↓↓↓
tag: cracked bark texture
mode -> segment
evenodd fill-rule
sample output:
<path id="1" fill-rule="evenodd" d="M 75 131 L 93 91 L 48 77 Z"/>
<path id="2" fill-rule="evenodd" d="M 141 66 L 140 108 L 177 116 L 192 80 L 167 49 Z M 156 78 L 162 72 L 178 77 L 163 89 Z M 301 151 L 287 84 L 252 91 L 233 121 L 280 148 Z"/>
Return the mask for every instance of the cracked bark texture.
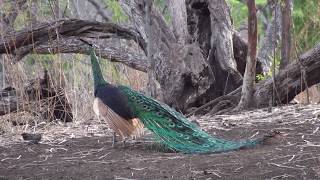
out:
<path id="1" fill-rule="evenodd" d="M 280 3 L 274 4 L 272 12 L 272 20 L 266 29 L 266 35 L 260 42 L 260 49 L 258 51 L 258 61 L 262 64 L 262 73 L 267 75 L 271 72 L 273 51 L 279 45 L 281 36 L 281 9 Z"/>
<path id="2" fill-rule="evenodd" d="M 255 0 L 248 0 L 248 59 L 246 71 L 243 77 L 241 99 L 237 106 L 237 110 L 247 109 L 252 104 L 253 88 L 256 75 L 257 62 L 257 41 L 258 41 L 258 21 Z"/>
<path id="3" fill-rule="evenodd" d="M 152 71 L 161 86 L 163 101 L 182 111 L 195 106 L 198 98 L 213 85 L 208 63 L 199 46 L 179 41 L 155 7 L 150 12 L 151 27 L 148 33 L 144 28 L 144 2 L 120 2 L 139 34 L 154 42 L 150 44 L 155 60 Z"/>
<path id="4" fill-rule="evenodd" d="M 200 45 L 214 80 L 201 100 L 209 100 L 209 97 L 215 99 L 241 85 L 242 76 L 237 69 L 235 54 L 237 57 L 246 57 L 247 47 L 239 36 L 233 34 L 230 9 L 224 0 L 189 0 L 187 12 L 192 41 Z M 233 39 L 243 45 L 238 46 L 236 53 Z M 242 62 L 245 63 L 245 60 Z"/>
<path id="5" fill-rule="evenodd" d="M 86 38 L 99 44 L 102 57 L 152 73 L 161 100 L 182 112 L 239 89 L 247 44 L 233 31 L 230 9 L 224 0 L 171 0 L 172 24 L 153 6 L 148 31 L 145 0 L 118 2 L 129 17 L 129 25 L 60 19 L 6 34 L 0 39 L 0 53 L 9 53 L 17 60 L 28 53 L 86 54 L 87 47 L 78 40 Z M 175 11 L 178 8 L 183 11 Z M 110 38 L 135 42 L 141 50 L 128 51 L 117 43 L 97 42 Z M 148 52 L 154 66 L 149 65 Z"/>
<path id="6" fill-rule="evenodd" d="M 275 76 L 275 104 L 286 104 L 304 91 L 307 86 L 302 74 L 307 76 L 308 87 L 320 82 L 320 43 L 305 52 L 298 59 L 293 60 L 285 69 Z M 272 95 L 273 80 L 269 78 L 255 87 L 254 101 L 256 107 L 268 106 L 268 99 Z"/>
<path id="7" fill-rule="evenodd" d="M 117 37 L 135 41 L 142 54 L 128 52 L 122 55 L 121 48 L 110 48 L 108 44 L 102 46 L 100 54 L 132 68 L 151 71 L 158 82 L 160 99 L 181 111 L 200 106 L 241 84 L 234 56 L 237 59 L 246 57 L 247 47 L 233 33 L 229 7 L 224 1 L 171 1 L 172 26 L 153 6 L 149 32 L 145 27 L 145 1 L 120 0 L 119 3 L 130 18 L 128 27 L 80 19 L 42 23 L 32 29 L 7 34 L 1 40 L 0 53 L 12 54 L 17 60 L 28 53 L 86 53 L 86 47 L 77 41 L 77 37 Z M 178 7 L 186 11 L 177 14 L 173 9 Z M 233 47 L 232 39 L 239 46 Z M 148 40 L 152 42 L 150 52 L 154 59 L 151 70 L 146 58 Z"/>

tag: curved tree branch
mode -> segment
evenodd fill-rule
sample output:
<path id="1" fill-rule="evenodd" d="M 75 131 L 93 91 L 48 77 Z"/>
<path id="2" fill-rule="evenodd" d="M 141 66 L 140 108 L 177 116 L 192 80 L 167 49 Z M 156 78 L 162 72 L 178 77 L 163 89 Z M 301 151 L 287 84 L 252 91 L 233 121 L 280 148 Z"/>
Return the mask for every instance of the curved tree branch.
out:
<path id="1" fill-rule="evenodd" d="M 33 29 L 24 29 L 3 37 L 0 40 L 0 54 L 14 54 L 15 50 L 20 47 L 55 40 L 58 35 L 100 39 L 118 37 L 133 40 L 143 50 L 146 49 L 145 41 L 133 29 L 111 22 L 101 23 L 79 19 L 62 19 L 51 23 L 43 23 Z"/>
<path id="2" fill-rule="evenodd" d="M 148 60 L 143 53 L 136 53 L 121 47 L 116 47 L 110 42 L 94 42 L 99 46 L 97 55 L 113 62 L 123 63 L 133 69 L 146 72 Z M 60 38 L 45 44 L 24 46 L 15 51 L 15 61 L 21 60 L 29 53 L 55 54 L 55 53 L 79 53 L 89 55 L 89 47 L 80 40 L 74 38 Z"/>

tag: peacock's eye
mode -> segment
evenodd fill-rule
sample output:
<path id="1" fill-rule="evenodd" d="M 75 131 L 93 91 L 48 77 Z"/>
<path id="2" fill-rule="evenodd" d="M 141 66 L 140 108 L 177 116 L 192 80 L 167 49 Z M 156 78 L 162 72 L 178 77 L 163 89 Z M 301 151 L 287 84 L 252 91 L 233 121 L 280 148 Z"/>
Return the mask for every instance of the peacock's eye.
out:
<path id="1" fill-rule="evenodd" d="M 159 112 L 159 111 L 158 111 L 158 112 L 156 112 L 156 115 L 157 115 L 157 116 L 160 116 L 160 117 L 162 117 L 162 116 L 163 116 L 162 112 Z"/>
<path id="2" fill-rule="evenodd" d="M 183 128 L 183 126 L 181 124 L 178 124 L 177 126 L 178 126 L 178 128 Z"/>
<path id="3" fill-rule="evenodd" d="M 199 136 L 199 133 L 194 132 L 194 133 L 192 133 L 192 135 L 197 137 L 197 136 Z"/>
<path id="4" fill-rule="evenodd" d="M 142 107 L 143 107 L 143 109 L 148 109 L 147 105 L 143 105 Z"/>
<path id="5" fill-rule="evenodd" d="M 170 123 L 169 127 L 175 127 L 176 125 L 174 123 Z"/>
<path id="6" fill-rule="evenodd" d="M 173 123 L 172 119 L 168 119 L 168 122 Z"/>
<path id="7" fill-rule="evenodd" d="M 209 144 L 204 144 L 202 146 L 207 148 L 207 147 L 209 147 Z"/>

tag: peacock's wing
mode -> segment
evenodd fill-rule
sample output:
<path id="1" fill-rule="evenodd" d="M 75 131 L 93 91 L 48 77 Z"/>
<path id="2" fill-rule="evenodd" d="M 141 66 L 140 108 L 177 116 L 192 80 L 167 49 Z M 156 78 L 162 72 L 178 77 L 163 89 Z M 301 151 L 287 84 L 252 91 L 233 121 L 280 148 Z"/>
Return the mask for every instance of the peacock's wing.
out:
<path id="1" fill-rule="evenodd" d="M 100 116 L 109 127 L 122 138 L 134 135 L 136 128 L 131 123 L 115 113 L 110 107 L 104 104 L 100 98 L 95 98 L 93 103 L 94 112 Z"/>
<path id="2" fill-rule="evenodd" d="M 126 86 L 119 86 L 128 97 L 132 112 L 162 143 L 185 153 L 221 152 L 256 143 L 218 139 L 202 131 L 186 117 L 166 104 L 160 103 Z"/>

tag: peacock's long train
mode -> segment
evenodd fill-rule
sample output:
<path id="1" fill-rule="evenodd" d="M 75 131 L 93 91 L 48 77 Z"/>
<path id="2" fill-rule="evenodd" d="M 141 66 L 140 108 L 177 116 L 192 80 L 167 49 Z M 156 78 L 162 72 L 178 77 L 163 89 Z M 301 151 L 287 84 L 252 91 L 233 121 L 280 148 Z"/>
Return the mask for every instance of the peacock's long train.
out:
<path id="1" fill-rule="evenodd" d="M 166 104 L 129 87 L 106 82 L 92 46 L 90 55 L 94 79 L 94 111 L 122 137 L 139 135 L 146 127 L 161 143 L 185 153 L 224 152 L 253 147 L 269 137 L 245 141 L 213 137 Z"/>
↑↑↑
Return the lines above precisely as they appear, beginning at the first line and ending at the line with "Return the mask for every instance of the cracked", and nothing after it.

◆ Exercise solution ◆
tag: cracked bark texture
mode -> segment
evenodd fill-rule
sample output:
<path id="1" fill-rule="evenodd" d="M 75 131 L 93 91 L 48 77 Z"/>
<path id="2" fill-rule="evenodd" d="M 141 66 L 140 108 L 177 116 L 192 80 L 167 49 Z M 156 78 L 162 72 L 178 77 L 163 89 Z M 301 151 L 287 84 L 252 91 L 233 121 L 280 148 Z"/>
Return the mask for every instance of the cracked bark texture.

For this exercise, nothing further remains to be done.